[Entries taken from a collection]
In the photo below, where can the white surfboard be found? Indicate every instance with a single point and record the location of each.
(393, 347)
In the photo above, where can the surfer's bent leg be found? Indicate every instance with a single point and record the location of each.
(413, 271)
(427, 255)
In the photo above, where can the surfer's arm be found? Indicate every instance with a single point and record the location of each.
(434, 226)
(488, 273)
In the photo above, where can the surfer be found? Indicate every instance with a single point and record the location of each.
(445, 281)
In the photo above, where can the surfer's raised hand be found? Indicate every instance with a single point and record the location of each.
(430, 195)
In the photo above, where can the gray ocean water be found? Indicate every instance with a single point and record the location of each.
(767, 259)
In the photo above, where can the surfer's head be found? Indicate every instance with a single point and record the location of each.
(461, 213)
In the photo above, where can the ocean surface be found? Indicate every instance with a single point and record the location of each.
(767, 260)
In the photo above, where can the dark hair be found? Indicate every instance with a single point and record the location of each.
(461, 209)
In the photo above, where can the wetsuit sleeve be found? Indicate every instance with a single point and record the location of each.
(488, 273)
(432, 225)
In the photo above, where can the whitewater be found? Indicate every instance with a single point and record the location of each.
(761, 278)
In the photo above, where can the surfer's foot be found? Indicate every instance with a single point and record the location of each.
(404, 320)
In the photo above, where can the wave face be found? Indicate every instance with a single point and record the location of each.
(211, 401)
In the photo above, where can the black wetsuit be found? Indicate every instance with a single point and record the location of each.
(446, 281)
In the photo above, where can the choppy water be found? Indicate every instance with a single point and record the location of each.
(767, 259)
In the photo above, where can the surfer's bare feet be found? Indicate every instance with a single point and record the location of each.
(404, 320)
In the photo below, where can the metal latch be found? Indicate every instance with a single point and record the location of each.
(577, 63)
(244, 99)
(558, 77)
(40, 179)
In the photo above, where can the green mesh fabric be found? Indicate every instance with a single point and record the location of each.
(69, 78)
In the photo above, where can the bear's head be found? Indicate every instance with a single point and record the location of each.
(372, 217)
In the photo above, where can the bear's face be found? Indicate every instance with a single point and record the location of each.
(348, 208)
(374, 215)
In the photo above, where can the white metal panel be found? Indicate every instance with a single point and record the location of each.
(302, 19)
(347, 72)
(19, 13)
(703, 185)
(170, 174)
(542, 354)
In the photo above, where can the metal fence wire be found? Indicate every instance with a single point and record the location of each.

--- WHAT YOU ARE ASKED TO DO ---
Extract every entry above as it appears.

--- COMPLETE OUTPUT ---
In the photo below, where can the white surfboard be found? Indicate every instance with a single point and record the location of each.
(393, 347)
In the photo above, where can the surfer's bent leg be found? Indicate every instance with a single point and record the location of each.
(413, 271)
(427, 255)
In the photo above, where can the surfer's arm be found? Indicate every instance with a single point and record the location of each.
(434, 226)
(488, 273)
In the photo above, where can the surfer be found? Indicate every instance with a single point and record the location of each.
(445, 281)
In the photo above, where can the surfer's raised hand be found? Indicate every instance with a single point and record the location of each.
(430, 195)
In the photo above, where can the gray ocean water be found? Indicate every instance with a single point and record the location of each.
(767, 259)
In the photo above, where can the surfer's head be found? Indicate every instance with a single point and record the location of each.
(461, 213)
In the photo above, where can the ocean surface be found? Indicate every instance with a single point and record the location of each.
(767, 260)
In the photo above, where can the dark hair be found? Indicate every instance with a single point and record the location of each.
(461, 209)
In the photo above, where can the wetsuit sleeve be found? Indicate every instance with a single point and record the location of each.
(488, 273)
(432, 225)
In the photo above, where can the whitewater be found? Indicate every instance with a single point and record the location of each.
(761, 278)
In the photo above, where can the surfer's foot be found? Indicate every instance with a single point and record the location of each.
(404, 320)
In the photo above, where can the wave face be found? Indicate every instance with a single point and record the location of each.
(211, 401)
In the photo above, where can the black wetsuit be found? Indicate every instance with a single point and record the location of each.
(446, 281)
In the photo above, where can the choppy water be found? Indicate every instance with a single point and record the location of each.
(767, 259)
In the photo above, where can the surfer's bare feet be found? Indicate every instance with a single point and record the location of each.
(404, 320)
In the photo below, where can the metal latch be found? Indicate every instance with a single point and record the location of each.
(577, 63)
(244, 99)
(558, 77)
(40, 179)
In the photo above, where can the green mesh fabric be found? Indicate every instance with a single point and record the location of each.
(69, 78)
In the photo above, where can the bear's head be found? Indicate every instance with a single point and record the location of each.
(372, 217)
In the photo above, where can the bear's face be found? Indicate every instance with a single point and record the location of each.
(348, 208)
(374, 215)
In the photo above, where can the white metal panel be found? Indicate every instance with a single point and record the location of each.
(302, 19)
(347, 72)
(19, 13)
(703, 185)
(170, 174)
(542, 354)
In the photo above, where can the metal fence wire be found? Indicate every instance with a single point and record the location of each.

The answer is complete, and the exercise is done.